Data for this task:

————

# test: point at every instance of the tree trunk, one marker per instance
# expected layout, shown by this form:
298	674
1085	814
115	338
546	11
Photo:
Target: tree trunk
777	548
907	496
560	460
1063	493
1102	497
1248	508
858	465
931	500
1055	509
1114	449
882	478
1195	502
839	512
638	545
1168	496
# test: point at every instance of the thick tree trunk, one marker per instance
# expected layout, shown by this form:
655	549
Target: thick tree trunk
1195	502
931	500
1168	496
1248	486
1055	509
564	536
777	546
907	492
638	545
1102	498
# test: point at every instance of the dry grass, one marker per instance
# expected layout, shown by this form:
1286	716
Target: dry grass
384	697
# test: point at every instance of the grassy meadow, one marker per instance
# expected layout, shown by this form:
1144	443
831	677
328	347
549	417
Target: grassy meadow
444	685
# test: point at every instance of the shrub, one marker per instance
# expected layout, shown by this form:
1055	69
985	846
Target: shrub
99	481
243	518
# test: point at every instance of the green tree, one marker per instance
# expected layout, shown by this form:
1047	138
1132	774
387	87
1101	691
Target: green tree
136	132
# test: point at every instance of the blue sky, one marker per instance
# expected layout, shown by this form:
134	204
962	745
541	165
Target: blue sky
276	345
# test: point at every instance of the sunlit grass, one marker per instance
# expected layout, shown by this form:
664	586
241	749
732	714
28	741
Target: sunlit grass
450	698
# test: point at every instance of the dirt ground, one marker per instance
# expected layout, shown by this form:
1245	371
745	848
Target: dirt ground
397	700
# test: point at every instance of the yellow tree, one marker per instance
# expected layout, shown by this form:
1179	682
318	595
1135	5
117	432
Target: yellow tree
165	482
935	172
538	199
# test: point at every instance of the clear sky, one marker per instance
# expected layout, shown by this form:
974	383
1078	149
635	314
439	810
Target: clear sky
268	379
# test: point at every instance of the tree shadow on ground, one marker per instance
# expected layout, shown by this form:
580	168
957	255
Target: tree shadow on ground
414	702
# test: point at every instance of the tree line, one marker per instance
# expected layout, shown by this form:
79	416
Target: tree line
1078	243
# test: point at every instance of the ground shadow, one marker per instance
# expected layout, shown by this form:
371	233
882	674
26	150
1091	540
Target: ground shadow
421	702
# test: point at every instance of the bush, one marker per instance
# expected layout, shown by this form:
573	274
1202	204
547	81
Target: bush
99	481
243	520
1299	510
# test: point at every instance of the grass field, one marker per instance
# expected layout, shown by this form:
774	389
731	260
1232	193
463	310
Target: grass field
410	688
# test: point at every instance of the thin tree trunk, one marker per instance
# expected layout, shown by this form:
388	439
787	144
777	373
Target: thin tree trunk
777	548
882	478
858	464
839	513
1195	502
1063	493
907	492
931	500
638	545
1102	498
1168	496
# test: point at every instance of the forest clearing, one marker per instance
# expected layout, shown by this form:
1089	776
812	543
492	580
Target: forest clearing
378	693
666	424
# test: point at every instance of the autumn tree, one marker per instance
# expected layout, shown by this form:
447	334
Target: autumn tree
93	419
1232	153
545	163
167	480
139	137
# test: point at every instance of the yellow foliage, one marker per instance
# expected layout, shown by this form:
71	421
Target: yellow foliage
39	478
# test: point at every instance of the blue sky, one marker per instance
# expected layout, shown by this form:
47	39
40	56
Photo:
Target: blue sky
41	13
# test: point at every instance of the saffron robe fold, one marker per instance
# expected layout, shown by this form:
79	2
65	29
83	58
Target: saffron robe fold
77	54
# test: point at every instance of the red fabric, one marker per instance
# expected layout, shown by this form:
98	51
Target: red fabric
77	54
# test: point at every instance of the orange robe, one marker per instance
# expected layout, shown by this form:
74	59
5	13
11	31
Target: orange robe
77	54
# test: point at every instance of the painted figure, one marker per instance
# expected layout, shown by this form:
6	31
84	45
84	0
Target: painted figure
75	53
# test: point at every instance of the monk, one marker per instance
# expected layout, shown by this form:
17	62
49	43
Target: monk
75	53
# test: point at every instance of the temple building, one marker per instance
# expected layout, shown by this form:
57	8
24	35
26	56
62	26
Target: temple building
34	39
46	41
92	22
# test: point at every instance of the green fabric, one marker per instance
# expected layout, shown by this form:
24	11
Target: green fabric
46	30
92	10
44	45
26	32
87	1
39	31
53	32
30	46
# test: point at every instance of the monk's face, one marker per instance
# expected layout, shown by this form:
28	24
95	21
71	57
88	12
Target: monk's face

————

Requirement: Update all the entries above by replacing "one marker per instance" with "one point per instance" wherever it occurs, leaving every other line unchanged.

Reply to the task:
# test: point at every instance of the tree trunk, one point per instance
# expected layout, shown by this form:
298	674
1085	814
115	338
546	11
Photo:
Target: tree trunk
777	548
907	496
560	460
1063	493
1102	497
1248	508
858	465
931	500
1055	509
1114	449
882	478
1195	502
839	512
638	545
1168	496
# test: point at every instance of the thick tree trunk, one point per instance
# expected layout, shown by this form:
655	549
Target: thick tree trunk
1195	502
931	500
1168	496
1248	486
1055	509
564	536
777	546
907	492
638	545
1102	498
# test: point at every instance of the dry grass, one point per instance
# expected layout, shown by this form:
1286	716
Target: dry grass
384	697
# test: point at every instance of the grassy meadow, one point per instance
# expected layout, shown by this form:
1144	443
831	677
328	347
549	417
Target: grassy meadow
444	685
# test: point at every instance of the shrub, one point per instance
# expected layout, shown by this form:
1055	69
985	846
Target: shrub
99	481
243	518
# test: point at every instance of the green tree, one point per instance
# expected layout, shown by this form:
1047	138
1132	774
387	87
1101	691
Target: green tree
136	132
# test: point at every instance of the blue sky, one point per instance
# expected layout, shown by this form:
134	204
962	745
541	165
Target: blue sky
276	345
# test: point at every instance of the sunlit grass, one point per instance
# expected layout, shown by this form:
664	586
241	749
732	714
28	741
Target: sunlit grass
450	698
# test: point at every instance of the dirt ground, one point per instance
# expected layout, shown by this form:
1245	371
745	848
Target: dirt ground
397	700
# test: point at every instance of the yellow tree, one point per instance
# expected layout, shown by this form:
1179	682
318	595
1135	5
117	432
Target: yellow tree
165	482
935	172
538	199
# test: point at every instance of the clear sky, one point per instance
# expected layout, shown by this form:
974	383
1078	149
635	314
439	810
Target: clear sky
268	379
# test: point at every instance of the tree shadow on ground, one point per instance
# expected layout, shown by this form:
580	168
957	255
Target: tree shadow on ground
414	702
# test: point at every instance of the tree line, one point per instance
# expected layout, shown by this form:
79	416
Target: tree line
1078	243
# test: point at every instance of the ground shadow, one point per instance
# expected layout, shown by this form:
371	233
882	674
26	150
1091	540
Target: ground shadow
421	702
# test: point at every instance of the bush, one point per instance
# expected layout, shown by this form:
573	274
1202	204
547	81
Target: bush
99	481
243	520
1299	510
# test: point at every instance of the grass field, one point per instance
# expected layout, shown by this form:
774	389
731	260
1232	193
463	310
Target: grass field
410	688
# test: point at every instance of the thin tree trunk, one point per instance
# expected layout, shown by this form:
388	439
787	144
777	373
Target: thin tree trunk
777	548
882	478
858	464
839	513
1195	502
1063	493
907	492
931	500
638	545
1102	498
1168	496
# test: point at every instance of the forest clearing, one point per instance
# expected layout, shown by this form:
1089	776
812	543
492	580
Target: forest clearing
378	693
666	424
# test: point at every instance of the autumn tree, one point per instance
# expected layout, shown by this form:
447	334
Target: autumn tree
93	419
1232	153
545	163
167	480
139	137
# test: point at every instance of the yellow foliage, one point per instance
# expected layout, shown by this form:
71	421
Target: yellow foliage
39	478
# test: point at every instance of the blue sky, one point per instance
# expected layout, shown by this form:
47	39
40	56
Photo:
Target: blue sky
41	13
# test: point at every instance of the saffron robe fold, one point per instance
# expected layout, shown by this form:
79	2
65	29
83	58
Target: saffron robe fold
77	54
# test: point at every instance of the red fabric, one point per instance
# expected layout, shown by this form:
98	51
Target: red fabric
77	54
# test: point at every instance of the orange robe, one point per instance
# expected layout, shown by this form:
74	59
5	13
11	31
Target: orange robe
77	54
# test: point at every instance of the painted figure, one point per instance
# expected layout, shown by this form:
6	31
84	45
84	0
Target: painted figure
75	53
# test: point at every instance of the monk, one point per instance
# expected layout, shown by this form:
17	62
49	43
Target: monk
75	53
# test: point at every instance of the temple building, one point per instance
# expected layout, shown by this form:
57	8
24	35
26	56
62	26
Target: temple building
34	39
46	41
92	22
# test: point at every instance of the green fabric, one point per instance
# expected layout, shown by this form:
24	11
Target: green fabric
46	30
92	10
44	45
26	32
87	1
39	31
53	32
30	46
# test: point at every instance of the monk's face, one point per instance
# expected layout, shown by this form:
28	24
95	21
71	57
88	12
Target: monk's face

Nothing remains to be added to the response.